(YOUR GOAL): Transcription task. Write out each entry verbatim and exclude any image.

(GIVEN INFORMATION):
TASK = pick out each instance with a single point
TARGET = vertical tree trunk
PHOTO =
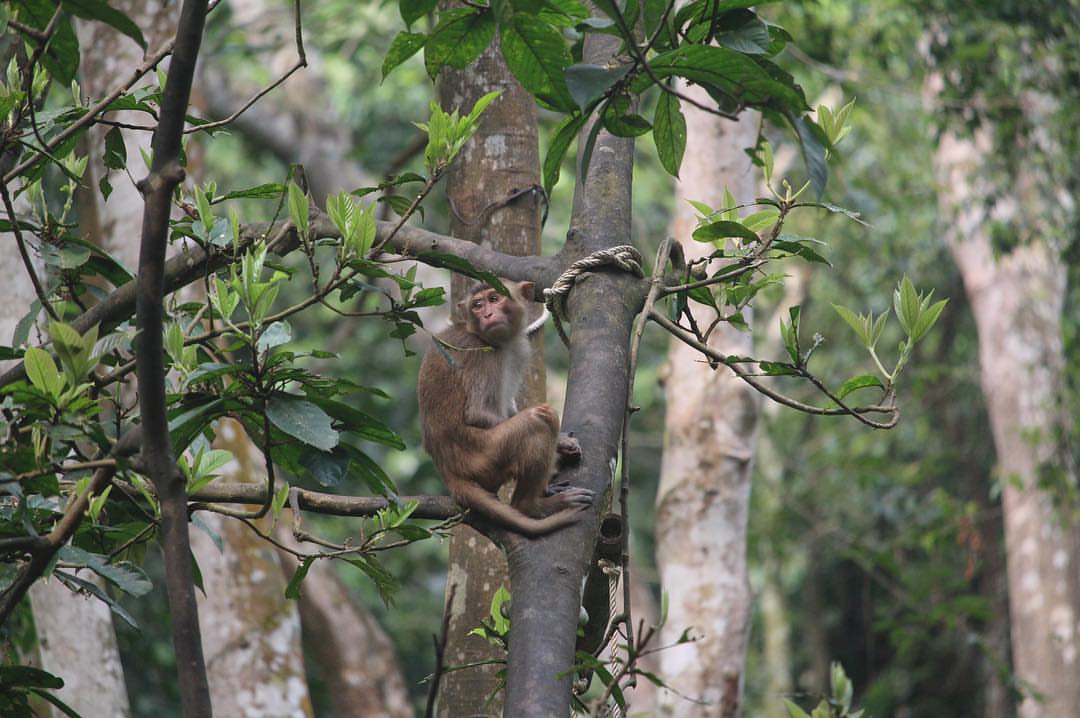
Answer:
(1017, 297)
(77, 642)
(500, 160)
(704, 484)
(70, 627)
(355, 658)
(251, 632)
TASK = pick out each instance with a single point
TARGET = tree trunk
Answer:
(251, 632)
(500, 160)
(69, 627)
(1017, 298)
(283, 121)
(710, 441)
(355, 656)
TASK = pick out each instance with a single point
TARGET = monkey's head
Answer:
(496, 317)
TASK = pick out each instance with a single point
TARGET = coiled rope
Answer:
(622, 256)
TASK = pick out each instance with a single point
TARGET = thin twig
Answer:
(440, 653)
(38, 289)
(777, 396)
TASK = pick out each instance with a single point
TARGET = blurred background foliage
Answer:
(886, 544)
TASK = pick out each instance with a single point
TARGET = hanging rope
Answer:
(622, 256)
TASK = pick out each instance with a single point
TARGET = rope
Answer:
(622, 256)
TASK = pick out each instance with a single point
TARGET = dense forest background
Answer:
(882, 551)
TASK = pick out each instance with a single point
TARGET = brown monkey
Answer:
(472, 428)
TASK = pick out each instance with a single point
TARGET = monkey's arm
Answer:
(475, 497)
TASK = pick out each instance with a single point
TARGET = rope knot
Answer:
(623, 256)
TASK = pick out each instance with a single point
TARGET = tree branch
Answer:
(150, 287)
(855, 411)
(194, 262)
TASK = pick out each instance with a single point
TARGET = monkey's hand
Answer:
(568, 450)
(544, 414)
(570, 497)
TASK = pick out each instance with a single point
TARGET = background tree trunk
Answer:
(501, 159)
(251, 632)
(1017, 297)
(711, 428)
(355, 656)
(71, 628)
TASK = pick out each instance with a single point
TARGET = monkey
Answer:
(472, 429)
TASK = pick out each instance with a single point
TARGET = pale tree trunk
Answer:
(355, 656)
(77, 642)
(1017, 297)
(283, 121)
(775, 620)
(251, 632)
(501, 159)
(709, 448)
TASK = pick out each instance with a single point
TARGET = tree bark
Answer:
(501, 159)
(77, 642)
(711, 427)
(547, 573)
(355, 658)
(1017, 297)
(251, 632)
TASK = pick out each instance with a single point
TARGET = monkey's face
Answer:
(495, 317)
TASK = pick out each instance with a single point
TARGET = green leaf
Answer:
(28, 677)
(462, 34)
(567, 130)
(669, 133)
(721, 229)
(927, 320)
(589, 82)
(800, 251)
(275, 335)
(266, 191)
(125, 577)
(812, 146)
(728, 71)
(855, 383)
(794, 710)
(298, 207)
(301, 419)
(42, 373)
(116, 152)
(99, 10)
(751, 39)
(850, 214)
(327, 469)
(75, 583)
(385, 581)
(905, 301)
(293, 590)
(414, 10)
(537, 55)
(778, 369)
(855, 322)
(405, 45)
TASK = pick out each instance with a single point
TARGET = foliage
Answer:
(242, 352)
(836, 705)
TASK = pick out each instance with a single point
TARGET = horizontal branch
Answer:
(856, 411)
(193, 262)
(429, 506)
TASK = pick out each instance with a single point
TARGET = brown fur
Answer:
(472, 429)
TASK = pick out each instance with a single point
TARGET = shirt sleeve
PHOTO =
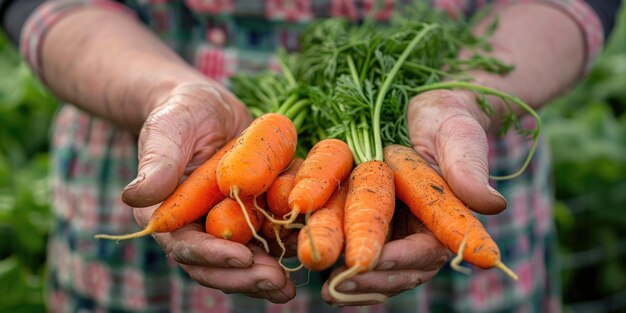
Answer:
(40, 20)
(595, 18)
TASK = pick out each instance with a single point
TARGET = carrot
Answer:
(370, 204)
(258, 156)
(327, 164)
(432, 201)
(274, 231)
(278, 193)
(192, 199)
(227, 221)
(326, 225)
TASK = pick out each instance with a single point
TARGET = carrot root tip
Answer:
(506, 270)
(456, 261)
(141, 233)
(352, 298)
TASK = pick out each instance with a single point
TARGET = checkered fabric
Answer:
(92, 161)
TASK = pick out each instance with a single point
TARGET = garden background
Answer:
(586, 130)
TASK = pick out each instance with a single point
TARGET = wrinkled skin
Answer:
(172, 136)
(448, 129)
(192, 122)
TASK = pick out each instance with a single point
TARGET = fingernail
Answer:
(265, 285)
(495, 193)
(140, 177)
(387, 265)
(293, 247)
(348, 285)
(235, 263)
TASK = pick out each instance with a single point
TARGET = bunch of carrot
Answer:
(330, 145)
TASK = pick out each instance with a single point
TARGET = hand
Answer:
(412, 257)
(185, 129)
(222, 264)
(448, 129)
(189, 124)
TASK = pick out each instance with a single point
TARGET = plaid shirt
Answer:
(93, 161)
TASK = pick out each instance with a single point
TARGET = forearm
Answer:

(COMPLETED TASK):
TASK = pick out each instance with a single point
TARGET = vertical tree trunk
PHOTO =
Answer:
(1017, 297)
(77, 642)
(500, 160)
(704, 484)
(70, 627)
(355, 658)
(251, 632)
TASK = pick out each instance with a single point
TARGET = tree trunk
Answer:
(251, 632)
(500, 160)
(69, 627)
(1017, 298)
(283, 121)
(710, 441)
(355, 656)
TASK = pick out each instance with a single point
TARGET = monkey's head
Answer:
(496, 317)
TASK = pick out each instance with a single point
TARGET = coiled rope
Answer:
(622, 256)
TASK = pick out each instance with a single point
TARGET = thin twig
Answer:
(440, 653)
(38, 289)
(777, 396)
TASK = pick out each instance with a single point
TARGET = blurred background foliage
Answer:
(886, 544)
TASK = pick out each instance with a single point
TARGET = hanging rope
Answer:
(622, 256)
TASK = pick out each instance with a single point
TARGET = rope
Answer:
(622, 256)
TASK = pick out each instance with a single point
TARGET = dense forest background
Answer:
(882, 551)
TASK = pick out each instance with a single point
TARGET = brown monkey
Answer:
(472, 428)
TASK = pick out each instance with a single point
TARGET = monkey's arm
Answer:
(475, 497)
TASK = pick out each instance with a single point
TARGET = rope knot
Answer:
(623, 256)
TASK = pick out each instance with a single point
TARGET = tree branch
Answer:
(150, 287)
(855, 411)
(194, 262)
TASK = pick out each instance with a single point
TARGET = monkey's hand
Answer:
(568, 450)
(544, 414)
(570, 497)
TASK = pick out each instance with a single point
TARGET = background tree trunk
Answer:
(501, 159)
(251, 632)
(1017, 297)
(711, 428)
(355, 656)
(71, 628)
TASK = pick out each instance with a single point
TARGET = monkey
Answer:
(472, 429)
TASK = pick out each instance with a single point
TARGET = pale tree trunk
Answer:
(355, 656)
(77, 642)
(1017, 297)
(283, 121)
(775, 620)
(251, 632)
(501, 159)
(709, 448)
TASK = pick out each instance with a single point
TARGET = tree bark
Answer:
(501, 159)
(77, 642)
(711, 427)
(547, 573)
(355, 658)
(1017, 297)
(251, 632)
TASK = pick out each instance with a single point
TARGET = monkey's face
Answer:
(495, 317)
TASK = pick out each instance with a single point
TARGET = green leaf
Answer:
(28, 677)
(462, 34)
(567, 130)
(669, 133)
(721, 229)
(927, 320)
(589, 82)
(800, 251)
(275, 335)
(266, 191)
(125, 577)
(812, 146)
(728, 71)
(855, 383)
(794, 710)
(298, 207)
(301, 419)
(42, 373)
(116, 152)
(99, 10)
(751, 39)
(850, 214)
(327, 469)
(75, 583)
(385, 581)
(905, 301)
(293, 590)
(414, 10)
(537, 55)
(778, 369)
(855, 322)
(405, 45)
TASK = pick out each instance with a single point
TARGET = foliage
Answer:
(242, 352)
(836, 705)
TASK = pick out each instance with a single point
TARGET = horizontal branch
Answer:
(856, 411)
(193, 262)
(429, 506)
TASK = pick out each instance with a single point
TARGET = brown fur
Answer:
(472, 429)
TASK = pick out each instance with a single point
TARGET = shirt sleeve
PHOTO =
Answer:
(40, 20)
(595, 18)
TASK = pick out each instance with a single point
TARGET = carrot
Answer:
(370, 204)
(258, 156)
(327, 164)
(432, 201)
(274, 231)
(278, 193)
(192, 199)
(227, 221)
(326, 225)
TASK = pick out each instance with a single point
TARGET = carrot root tip
Answer:
(506, 270)
(456, 261)
(141, 233)
(352, 298)
TASK = pick out each instance with a single point
TARGET = checkered fabric
Answer:
(92, 161)
TASK = pick out each instance with a single point
TARGET = garden background
Answer:
(586, 130)
TASK = pick out each instance with a single point
TARGET = wrinkled skin
Answer:
(172, 136)
(448, 129)
(192, 122)
TASK = pick out each instance with a single point
TARGET = fingernail
Answer:
(265, 285)
(495, 193)
(140, 177)
(387, 265)
(293, 247)
(348, 285)
(235, 263)
TASK = pick out each instance with a single point
TARGET = bunch of carrot
Answer:
(330, 145)
TASK = pick out each instance with a single point
TARGET = hand
Answer:
(412, 257)
(185, 129)
(222, 264)
(448, 129)
(189, 124)
TASK = pick out each instance with a single point
TARGET = plaid shirt
Answer:
(93, 161)
TASK = pick out each instance with a single point
TARGET = forearm
Answer:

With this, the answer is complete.